Your objective: Repeat exactly, and only, the lines of the entries below from the one with "The required output" through the one with "positive clicks: (774, 143) (770, 144)", both ends included.

(Data)

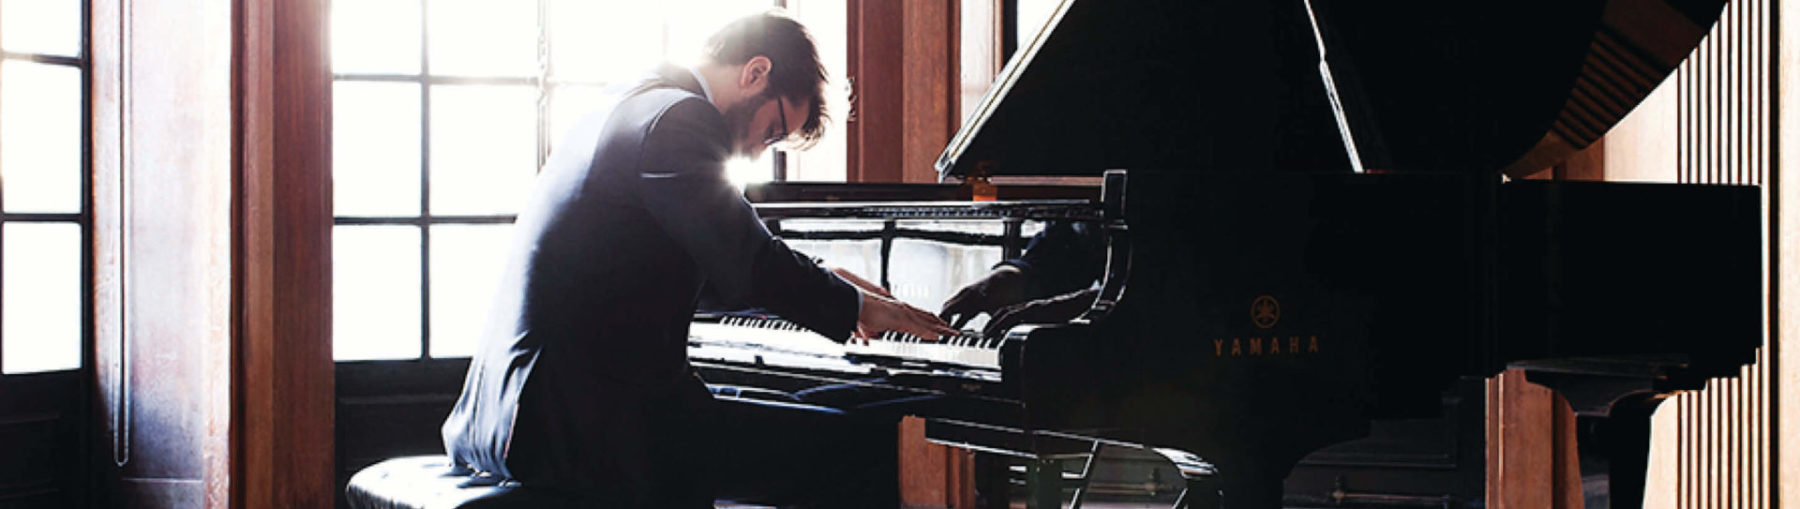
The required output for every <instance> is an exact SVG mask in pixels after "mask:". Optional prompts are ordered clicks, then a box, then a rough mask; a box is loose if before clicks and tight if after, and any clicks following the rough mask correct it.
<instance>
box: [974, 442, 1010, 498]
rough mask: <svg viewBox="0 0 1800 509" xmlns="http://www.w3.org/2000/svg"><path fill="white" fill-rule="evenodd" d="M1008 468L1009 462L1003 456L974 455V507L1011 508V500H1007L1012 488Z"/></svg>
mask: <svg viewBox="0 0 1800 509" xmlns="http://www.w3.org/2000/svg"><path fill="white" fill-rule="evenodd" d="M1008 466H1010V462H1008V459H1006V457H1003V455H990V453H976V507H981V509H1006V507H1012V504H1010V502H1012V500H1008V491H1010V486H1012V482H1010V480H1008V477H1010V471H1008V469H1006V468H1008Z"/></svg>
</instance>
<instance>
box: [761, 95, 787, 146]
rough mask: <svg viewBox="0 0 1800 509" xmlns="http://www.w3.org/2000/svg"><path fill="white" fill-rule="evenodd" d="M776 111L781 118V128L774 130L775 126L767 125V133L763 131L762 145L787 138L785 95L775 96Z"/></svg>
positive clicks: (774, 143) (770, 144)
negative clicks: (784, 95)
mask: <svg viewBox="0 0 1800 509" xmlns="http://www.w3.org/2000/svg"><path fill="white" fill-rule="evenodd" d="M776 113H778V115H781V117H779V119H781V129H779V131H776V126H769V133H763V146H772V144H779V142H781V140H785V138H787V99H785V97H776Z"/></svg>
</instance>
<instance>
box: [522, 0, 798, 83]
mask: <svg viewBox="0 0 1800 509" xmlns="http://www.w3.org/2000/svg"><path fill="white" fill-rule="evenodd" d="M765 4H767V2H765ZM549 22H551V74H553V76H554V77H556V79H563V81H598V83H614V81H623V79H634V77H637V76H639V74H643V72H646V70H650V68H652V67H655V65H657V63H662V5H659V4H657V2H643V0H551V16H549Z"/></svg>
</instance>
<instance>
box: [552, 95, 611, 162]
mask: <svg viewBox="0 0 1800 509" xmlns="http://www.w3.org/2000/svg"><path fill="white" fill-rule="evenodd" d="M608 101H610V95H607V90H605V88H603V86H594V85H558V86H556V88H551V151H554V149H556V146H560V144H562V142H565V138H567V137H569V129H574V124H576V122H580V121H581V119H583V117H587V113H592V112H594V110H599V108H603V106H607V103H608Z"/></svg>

(End Data)
(Data)

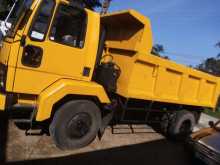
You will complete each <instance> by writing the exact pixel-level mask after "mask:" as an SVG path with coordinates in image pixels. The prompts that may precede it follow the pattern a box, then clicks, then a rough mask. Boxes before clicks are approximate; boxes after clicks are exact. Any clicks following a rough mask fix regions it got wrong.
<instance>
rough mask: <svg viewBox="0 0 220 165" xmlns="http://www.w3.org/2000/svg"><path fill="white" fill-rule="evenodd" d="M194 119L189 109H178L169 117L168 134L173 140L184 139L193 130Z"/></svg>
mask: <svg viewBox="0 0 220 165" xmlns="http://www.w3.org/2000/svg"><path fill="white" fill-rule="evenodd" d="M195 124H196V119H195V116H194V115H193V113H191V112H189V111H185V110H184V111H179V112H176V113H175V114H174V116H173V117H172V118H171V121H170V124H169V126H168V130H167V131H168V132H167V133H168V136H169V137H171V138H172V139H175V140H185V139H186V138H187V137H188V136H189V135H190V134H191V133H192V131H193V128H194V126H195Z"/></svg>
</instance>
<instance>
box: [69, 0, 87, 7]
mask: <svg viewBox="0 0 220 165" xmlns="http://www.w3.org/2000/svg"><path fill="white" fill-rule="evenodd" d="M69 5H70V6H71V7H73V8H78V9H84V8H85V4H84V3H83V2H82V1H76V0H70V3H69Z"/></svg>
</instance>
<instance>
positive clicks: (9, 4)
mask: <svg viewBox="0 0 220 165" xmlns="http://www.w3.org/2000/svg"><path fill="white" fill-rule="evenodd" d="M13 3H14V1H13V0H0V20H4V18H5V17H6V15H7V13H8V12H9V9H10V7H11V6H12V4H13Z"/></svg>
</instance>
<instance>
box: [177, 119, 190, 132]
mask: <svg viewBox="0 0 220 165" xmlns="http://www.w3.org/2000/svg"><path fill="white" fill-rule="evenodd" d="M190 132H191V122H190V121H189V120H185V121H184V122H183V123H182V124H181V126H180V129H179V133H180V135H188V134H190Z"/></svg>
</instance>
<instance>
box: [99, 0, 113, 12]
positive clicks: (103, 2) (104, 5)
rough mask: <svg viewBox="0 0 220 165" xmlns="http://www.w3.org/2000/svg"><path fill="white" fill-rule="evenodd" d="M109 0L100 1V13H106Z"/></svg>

(End Data)

Exercise response:
The required output for every <instance> is an exact SVG mask in pixels after "mask:". Optional prompts are ordered clicks, then a box, then a rough mask; a box is loose if before clicks and tight if after, and any clicks following the rough mask correct it.
<instance>
box: [974, 442, 1010, 498]
rough mask: <svg viewBox="0 0 1800 509" xmlns="http://www.w3.org/2000/svg"><path fill="white" fill-rule="evenodd" d="M1008 468L1009 462L1003 456L974 455V507L1011 508V500H1007L1012 488Z"/></svg>
mask: <svg viewBox="0 0 1800 509" xmlns="http://www.w3.org/2000/svg"><path fill="white" fill-rule="evenodd" d="M1008 466H1010V462H1008V459H1006V457H1003V455H990V453H976V507H981V509H1006V507H1012V504H1010V502H1012V500H1008V491H1010V486H1012V482H1010V480H1008V477H1010V471H1008V469H1006V468H1008Z"/></svg>
</instance>
<instance>
box: [761, 95, 787, 146]
rough mask: <svg viewBox="0 0 1800 509" xmlns="http://www.w3.org/2000/svg"><path fill="white" fill-rule="evenodd" d="M776 111L781 118V128L774 130L775 126L767 125V133L763 131L762 145L787 138L785 95L775 96Z"/></svg>
positive clicks: (774, 143) (770, 144)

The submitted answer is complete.